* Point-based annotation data
● ● ●
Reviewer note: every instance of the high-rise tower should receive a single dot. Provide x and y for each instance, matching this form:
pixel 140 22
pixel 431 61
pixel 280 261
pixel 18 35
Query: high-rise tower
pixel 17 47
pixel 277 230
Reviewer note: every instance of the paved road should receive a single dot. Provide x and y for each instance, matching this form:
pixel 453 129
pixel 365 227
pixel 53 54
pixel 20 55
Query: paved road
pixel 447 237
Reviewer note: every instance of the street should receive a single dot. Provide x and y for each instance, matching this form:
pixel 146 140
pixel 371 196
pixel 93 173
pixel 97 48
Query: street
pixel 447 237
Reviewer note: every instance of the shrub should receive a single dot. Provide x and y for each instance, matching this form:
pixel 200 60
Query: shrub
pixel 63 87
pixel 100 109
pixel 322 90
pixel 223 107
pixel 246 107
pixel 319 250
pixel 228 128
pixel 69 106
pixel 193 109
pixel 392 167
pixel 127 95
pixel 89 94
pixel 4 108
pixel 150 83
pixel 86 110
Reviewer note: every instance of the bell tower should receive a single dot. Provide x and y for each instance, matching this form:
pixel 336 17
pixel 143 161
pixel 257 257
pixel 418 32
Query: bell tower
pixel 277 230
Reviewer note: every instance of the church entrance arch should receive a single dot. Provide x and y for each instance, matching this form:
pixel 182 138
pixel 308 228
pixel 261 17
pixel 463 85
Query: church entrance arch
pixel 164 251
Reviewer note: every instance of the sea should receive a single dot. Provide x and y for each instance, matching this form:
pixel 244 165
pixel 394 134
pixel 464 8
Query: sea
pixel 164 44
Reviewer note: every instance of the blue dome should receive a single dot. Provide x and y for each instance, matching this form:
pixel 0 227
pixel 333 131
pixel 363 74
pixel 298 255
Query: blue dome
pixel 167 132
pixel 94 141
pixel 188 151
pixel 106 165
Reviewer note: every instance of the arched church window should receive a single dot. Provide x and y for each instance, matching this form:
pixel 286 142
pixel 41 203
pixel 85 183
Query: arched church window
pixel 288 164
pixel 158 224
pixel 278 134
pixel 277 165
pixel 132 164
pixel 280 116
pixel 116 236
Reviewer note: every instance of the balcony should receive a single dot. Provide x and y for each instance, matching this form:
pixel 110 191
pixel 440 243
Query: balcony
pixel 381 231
● ● ●
Output the rows above, from the line containing "Reviewer note: every instance of the balcony" through the final line, as a JSON list of strings with one string per line and blank lines omitted.

[
  "Reviewer note: every instance of the balcony should receive a single dot. Provide x and y for each instance, matching this form:",
  "pixel 110 191",
  "pixel 440 243",
  "Query: balcony",
  "pixel 381 231"
]